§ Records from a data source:
***
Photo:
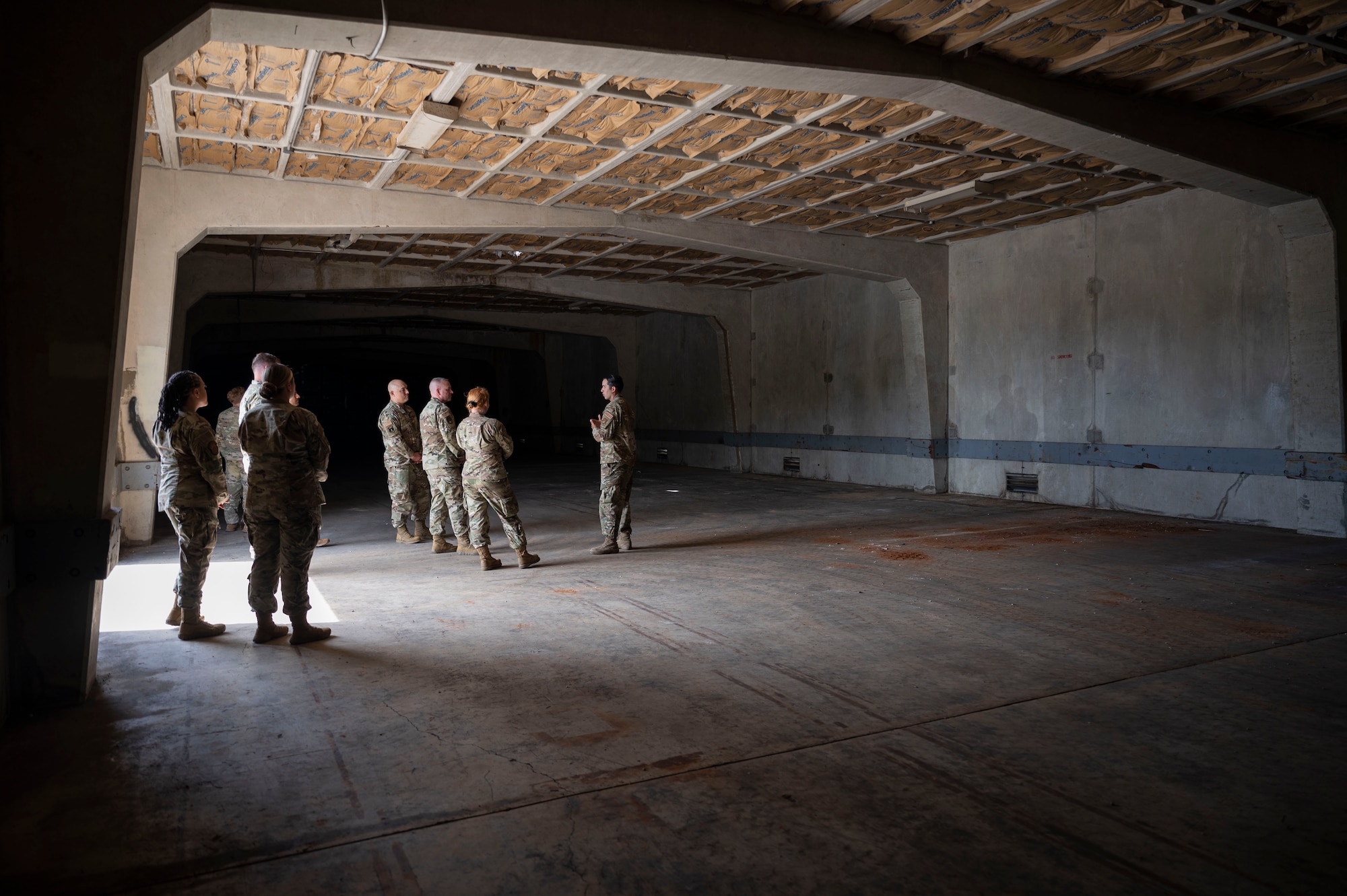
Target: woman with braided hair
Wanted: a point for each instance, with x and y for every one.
(288, 459)
(486, 482)
(192, 489)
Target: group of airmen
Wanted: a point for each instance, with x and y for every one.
(266, 458)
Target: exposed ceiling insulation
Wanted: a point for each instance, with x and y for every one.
(1283, 62)
(597, 256)
(863, 166)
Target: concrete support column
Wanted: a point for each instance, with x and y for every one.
(1317, 376)
(926, 358)
(150, 324)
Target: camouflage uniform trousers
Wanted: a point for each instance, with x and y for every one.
(615, 499)
(447, 499)
(480, 494)
(409, 491)
(284, 545)
(196, 528)
(235, 482)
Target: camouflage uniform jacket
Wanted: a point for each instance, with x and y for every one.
(251, 397)
(191, 474)
(227, 434)
(440, 438)
(486, 447)
(288, 452)
(616, 432)
(401, 428)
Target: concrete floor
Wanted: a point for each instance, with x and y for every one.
(791, 687)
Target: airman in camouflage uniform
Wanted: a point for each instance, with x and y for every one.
(409, 490)
(444, 463)
(232, 455)
(192, 489)
(253, 394)
(615, 432)
(486, 482)
(289, 452)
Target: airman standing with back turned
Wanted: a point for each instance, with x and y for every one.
(486, 482)
(285, 501)
(444, 463)
(232, 455)
(409, 490)
(253, 394)
(615, 432)
(192, 487)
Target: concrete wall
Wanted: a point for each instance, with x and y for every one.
(829, 359)
(1186, 303)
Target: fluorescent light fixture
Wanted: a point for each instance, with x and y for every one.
(428, 125)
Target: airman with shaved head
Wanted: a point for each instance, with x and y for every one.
(444, 466)
(407, 485)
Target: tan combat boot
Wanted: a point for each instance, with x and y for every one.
(193, 626)
(269, 630)
(304, 631)
(488, 561)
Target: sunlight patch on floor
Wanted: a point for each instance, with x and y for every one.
(138, 596)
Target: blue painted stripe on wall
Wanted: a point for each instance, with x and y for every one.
(1259, 462)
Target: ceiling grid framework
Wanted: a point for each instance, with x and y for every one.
(762, 158)
(1282, 62)
(596, 256)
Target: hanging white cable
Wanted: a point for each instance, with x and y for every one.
(383, 31)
***
§ Short exercise: Reproduce every line of these records verbatim, omitting the pictures.

§ Answer to this exercise:
Photo:
Target: woman with braided hair
Wanted: a point for each instance, with x and y for every one.
(288, 459)
(486, 482)
(192, 489)
Target: group of airmen
Wanted: a point for each instance, with x and y for every one.
(266, 458)
Target: exposed ceiling insulation
Wanted: a point for each instance, with x and y for every one.
(1283, 62)
(597, 256)
(863, 166)
Target: concrete support column
Wanted: a point for each instance, with x and y for every one.
(1317, 376)
(926, 358)
(150, 324)
Target: camouflage uniform trousers
Wanted: a point for each instance, with x and y for every one.
(615, 499)
(447, 499)
(480, 494)
(409, 491)
(284, 545)
(196, 528)
(235, 482)
Target: camouflage uniform jacket
Wanted: a point for each instance, with x and y for every one.
(251, 397)
(191, 474)
(227, 434)
(440, 438)
(486, 447)
(288, 452)
(616, 432)
(401, 428)
Target: concrete floor
Wanted: a point for each instance, with x and y for every one.
(791, 687)
Target: airman in camouflage uniform
Wanted: a point for each instance, with x and y for every one.
(409, 490)
(444, 463)
(232, 455)
(192, 489)
(253, 394)
(615, 432)
(486, 482)
(289, 452)
Target: airman standing with back turned
Wanted: a point for each instance, with x and y for every one.
(486, 482)
(285, 501)
(444, 463)
(232, 455)
(409, 490)
(253, 394)
(615, 432)
(192, 487)
Target: concrete wall
Wanted: a point for each instance, with x and y for every one.
(829, 359)
(1186, 303)
Target: fluorescent light fixture
Wanted: a point for each instance, with x and y for every one.
(428, 125)
Target: airman with shaved head
Wanted: a point for each instance, with x and y for every one.
(444, 466)
(407, 485)
Target: tan combat boot
Wanted: a point for each instance, with x and y for every one.
(193, 626)
(269, 630)
(304, 631)
(488, 561)
Target: sunlight patch on floor
Wanted: a point for each instance, with x and y for every one.
(138, 596)
Target: blue painted stripe on wall
Wanted: a point for each instance, with x and y for every one.
(1259, 462)
Target: ceiling grid framework
Wanted: a point for each instance, with x and y for every one.
(762, 158)
(1282, 62)
(596, 256)
Target: hanging white cable
Wanted: a point for each instance, with x and y for every one.
(383, 31)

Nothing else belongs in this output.